■ **Task description**
Repeat the data that follows verbatim. Images are not part of the copy.

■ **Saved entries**
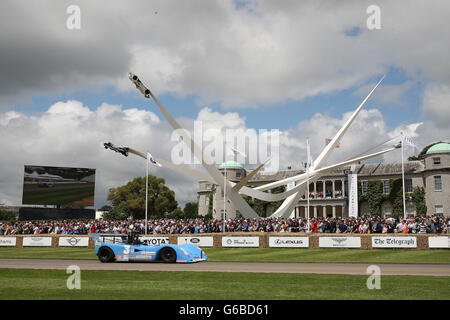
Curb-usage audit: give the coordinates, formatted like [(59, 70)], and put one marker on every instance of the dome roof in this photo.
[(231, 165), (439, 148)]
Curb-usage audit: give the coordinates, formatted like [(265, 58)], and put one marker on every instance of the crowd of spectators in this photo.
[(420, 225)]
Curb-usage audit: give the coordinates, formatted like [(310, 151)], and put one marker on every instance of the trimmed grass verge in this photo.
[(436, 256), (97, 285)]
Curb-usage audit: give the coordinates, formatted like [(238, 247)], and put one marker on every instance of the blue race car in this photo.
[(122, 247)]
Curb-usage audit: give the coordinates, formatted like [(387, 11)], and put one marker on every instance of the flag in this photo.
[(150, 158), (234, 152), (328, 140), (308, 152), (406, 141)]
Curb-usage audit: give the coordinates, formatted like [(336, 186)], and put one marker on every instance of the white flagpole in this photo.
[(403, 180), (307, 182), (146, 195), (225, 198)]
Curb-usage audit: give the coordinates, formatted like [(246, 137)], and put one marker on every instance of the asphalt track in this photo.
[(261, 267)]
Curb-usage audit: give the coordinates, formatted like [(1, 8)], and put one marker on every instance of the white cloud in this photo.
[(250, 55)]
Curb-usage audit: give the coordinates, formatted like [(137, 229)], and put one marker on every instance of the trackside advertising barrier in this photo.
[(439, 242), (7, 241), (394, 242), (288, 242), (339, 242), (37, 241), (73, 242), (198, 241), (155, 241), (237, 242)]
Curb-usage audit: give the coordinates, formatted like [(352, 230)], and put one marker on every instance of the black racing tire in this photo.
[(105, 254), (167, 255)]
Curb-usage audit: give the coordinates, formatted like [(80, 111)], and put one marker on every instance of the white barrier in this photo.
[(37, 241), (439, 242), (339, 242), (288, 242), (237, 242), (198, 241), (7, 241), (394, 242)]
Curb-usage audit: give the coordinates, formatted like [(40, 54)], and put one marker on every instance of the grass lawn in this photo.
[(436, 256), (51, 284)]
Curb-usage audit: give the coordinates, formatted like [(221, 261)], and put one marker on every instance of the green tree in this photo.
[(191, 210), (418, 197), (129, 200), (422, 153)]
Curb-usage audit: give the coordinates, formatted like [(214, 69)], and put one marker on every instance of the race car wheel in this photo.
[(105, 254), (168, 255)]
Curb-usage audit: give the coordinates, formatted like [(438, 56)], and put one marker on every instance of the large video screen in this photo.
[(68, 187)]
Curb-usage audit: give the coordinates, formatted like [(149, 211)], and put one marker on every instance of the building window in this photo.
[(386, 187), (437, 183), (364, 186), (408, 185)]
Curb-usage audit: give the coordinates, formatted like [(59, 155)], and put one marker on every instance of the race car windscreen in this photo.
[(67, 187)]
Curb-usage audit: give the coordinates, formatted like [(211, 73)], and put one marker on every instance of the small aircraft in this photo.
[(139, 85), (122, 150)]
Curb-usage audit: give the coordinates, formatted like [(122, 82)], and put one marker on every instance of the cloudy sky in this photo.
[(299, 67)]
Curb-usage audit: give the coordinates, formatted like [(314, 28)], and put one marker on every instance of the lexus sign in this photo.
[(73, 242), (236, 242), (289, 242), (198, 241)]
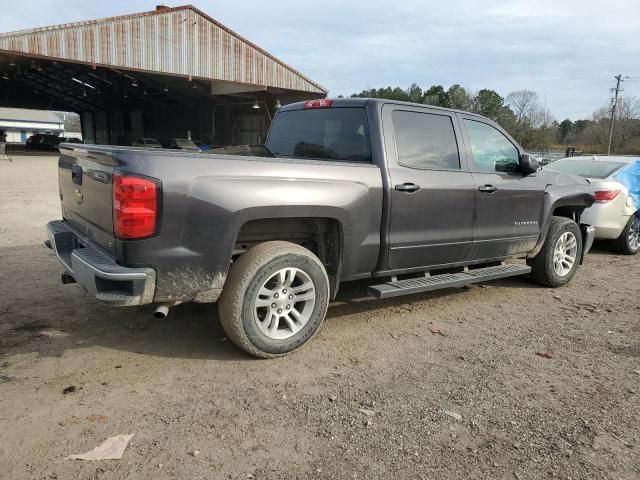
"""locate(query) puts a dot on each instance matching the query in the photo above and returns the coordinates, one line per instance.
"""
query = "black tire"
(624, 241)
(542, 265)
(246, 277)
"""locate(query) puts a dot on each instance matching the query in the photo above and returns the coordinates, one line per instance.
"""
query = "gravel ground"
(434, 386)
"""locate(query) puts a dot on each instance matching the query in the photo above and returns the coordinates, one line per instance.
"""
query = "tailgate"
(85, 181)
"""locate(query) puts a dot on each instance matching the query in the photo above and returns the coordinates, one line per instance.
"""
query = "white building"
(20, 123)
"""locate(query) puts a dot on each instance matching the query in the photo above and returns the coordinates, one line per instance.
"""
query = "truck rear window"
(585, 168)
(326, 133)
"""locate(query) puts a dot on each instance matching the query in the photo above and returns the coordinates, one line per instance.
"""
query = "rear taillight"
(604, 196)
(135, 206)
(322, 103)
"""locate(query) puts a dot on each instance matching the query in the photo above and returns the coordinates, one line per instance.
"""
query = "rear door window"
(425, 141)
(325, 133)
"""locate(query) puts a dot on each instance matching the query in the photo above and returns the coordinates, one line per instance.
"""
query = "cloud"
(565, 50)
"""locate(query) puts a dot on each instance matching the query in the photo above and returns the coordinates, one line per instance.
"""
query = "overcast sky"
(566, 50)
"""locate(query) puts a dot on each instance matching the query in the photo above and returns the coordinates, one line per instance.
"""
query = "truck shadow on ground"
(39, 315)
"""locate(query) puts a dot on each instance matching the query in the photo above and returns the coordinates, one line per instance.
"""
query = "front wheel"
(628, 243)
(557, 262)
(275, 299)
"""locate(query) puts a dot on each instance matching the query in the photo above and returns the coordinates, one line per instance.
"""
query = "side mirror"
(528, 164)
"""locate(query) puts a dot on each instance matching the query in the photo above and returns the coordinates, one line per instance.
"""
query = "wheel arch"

■ **Your response**
Curb-usage audit: give the coordinates, formatted like [(59, 70)], and put one marker on every instance of the dome roof in this photo.
[(231, 165), (439, 148)]
Curb-usage audit: give the coordinates, formatted like [(265, 58)], and put one marker on every instance of the crowd of spectators in this photo.
[(420, 225)]
Curb-usage audit: give the coordinates, formatted like [(310, 151)], and put one marker on every instance of the trimmed grass verge in this photo.
[(436, 256), (97, 285)]
Curb-usage audit: give the coordinates, formatted like [(238, 247)], and put one marker on every instance of the blue race car in this photo.
[(122, 247)]
Curb-usage audit: give the coordinates, formatted like [(387, 11)], and put one marker on every instance of the flag in this photo.
[(150, 158), (234, 152), (328, 140), (308, 152), (406, 141)]
Curb-usage audit: give the coordinates, formatted like [(336, 186)], and put one marker on every instance of the white flagpole in this photo.
[(403, 180), (307, 182), (146, 195), (225, 198)]
Curb-usage audit: give the coordinates, formatted like [(246, 137)], and put one marker on every instance of the asphalt track in this photo.
[(261, 267)]
Curb-usage audit: give the coordinates, formatted like [(1, 8)], and put one marker on every instance of the white cloud in this photo.
[(250, 55)]
Curb-usage audit: give the coordinates, formatted like [(137, 229)], and put one marker on every instance of the trackside advertising barrier in this photo.
[(439, 242), (7, 241), (394, 242), (288, 242), (339, 242), (37, 241), (73, 242), (198, 241), (155, 241), (237, 242)]
Curb-usage audit: give the coordinates, formatted like [(352, 230)], and put one marker on every instance of the black racing tire in this photo.
[(105, 254), (167, 255)]
Curb-usage audit: give the coordinates, formatted like [(80, 111)], and put one marker on every instance of the white barrier in this photo.
[(37, 241), (439, 242), (339, 242), (288, 242), (237, 242), (198, 241), (7, 241), (394, 242)]
Curb-usage audit: give the coordinates, formatted like [(40, 54)], and put one marker on every instance of the grass lawn in this photo.
[(436, 256), (51, 284)]
Curb-usage audit: give the coordinates, formatted like [(221, 261)], and put one marker on every instance of the green tree in this photo.
[(191, 210), (418, 197), (129, 200), (422, 153)]
Curb-usage audit: give the coordinates, formatted like [(214, 69)], and put one marker on every instance of the race car wheel in this photo.
[(105, 254), (168, 255)]
Curb-usage audit: give the coordinates, formatted like [(438, 56)], and put one marker on every instance of the large video screen in this photo.
[(68, 187)]
Curb-usage audit: give the coordinates, formatted like [(149, 211)], and put one marker on every instance of the building window in this photo.
[(386, 187), (437, 183), (364, 186), (408, 185)]
Curb-usage audit: give the coordinates, formatted like [(59, 155)], and put one marker on every instance of the race car windscreen in this photo.
[(67, 187)]
Curb-usage audit: give the coordinates, formatted like [(211, 73)], and put one marker on every instance of the small aircraft in this photo.
[(139, 85), (122, 150)]
Curb-usage audit: give the coordinates, formatted like [(122, 82)], and put one marker on every instance of the cloudy sky in this photo.
[(299, 67)]
Curb-usage audit: give the coordinates, formatted like [(314, 28)], and put one marker on every instance of the lexus sign in this photo.
[(73, 242), (236, 242), (289, 242), (198, 241)]
"""locate(query) puts a dot on each instance matching the query in the photo above and returns the coordinates, one line per instance.
"""
query = "black tire"
(624, 241)
(542, 265)
(246, 277)
"""locate(query) puts a dot on each instance matching the query in the photo above and returns the coordinates, one line per instance.
"""
query = "gravel ground"
(434, 386)
"""locate(query) puts a dot on each instance matching the query in the photo above and returns the coordinates, one line per instance.
"""
query = "tailgate"
(85, 181)
"""locate(query) puts a dot on each instance matching the query in the photo above and returns the coordinates, one line per instance.
"""
query = "white building"
(20, 123)
"""locate(query) puts a dot on each instance matching the query in the photo above and returns the coordinates, one line per instance.
"""
query = "truck rear window"
(585, 168)
(326, 133)
"""locate(query) puts a dot on each instance matching the query in the photo above and returns the coordinates, one line per instance.
"""
query = "rear taillight"
(604, 196)
(135, 206)
(322, 103)
"""locate(query) puts a dot on each instance matching the query in the photo above and returns the coordinates, one line per instance.
"""
query = "rear door window"
(425, 141)
(325, 133)
"""locate(query) puts a dot on each instance matching the query in the photo above and returns the coordinates, one line per instance.
"""
query = "cloud"
(565, 50)
"""locate(query) puts a dot on each instance matching the query in the photo above and returns the coordinates, one line per instance.
"""
query = "overcast sky"
(566, 50)
"""locate(query) puts a dot on each instance matching the query in the photo above and returns the coordinates, one line per instance.
"""
query = "truck shadow on ground"
(39, 315)
"""locate(query) puts a dot on each instance matching the query in the photo above and returns the coordinates, one line per instance.
"""
query = "front wheel"
(628, 243)
(557, 262)
(275, 299)
"""locate(query) puts a dot on each instance matching the query in the photo above and returns the coordinates, one line per instance.
"""
query = "side mirror"
(528, 164)
"""locate(query) puts a dot on each instance matching the query in the photo above and returns the coordinates, one line per instance.
"""
query = "wheel arch"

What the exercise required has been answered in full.